Assigned task
Work out how many lines below contain "green". Provide only the figure.

*** Dataset entries

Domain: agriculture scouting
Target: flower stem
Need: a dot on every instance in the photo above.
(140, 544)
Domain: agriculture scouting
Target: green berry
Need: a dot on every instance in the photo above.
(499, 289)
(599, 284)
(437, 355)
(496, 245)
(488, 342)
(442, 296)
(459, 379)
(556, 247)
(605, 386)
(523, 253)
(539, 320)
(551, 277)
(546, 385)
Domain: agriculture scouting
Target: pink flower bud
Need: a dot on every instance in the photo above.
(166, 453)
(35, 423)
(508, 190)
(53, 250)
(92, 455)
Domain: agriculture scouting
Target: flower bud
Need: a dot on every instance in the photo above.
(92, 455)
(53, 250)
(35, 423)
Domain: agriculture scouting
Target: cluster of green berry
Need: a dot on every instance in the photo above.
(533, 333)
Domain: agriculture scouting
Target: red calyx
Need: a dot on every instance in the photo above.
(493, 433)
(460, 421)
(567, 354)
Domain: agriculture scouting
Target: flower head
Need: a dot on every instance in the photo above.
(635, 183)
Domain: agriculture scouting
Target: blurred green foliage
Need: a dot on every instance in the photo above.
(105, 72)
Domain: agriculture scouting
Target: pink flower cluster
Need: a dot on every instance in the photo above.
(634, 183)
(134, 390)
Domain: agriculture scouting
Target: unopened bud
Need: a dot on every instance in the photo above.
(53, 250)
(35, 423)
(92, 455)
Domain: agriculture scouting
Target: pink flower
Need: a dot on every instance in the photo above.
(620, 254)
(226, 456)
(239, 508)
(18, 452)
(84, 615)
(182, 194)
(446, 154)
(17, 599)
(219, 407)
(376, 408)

******

Expected answer
3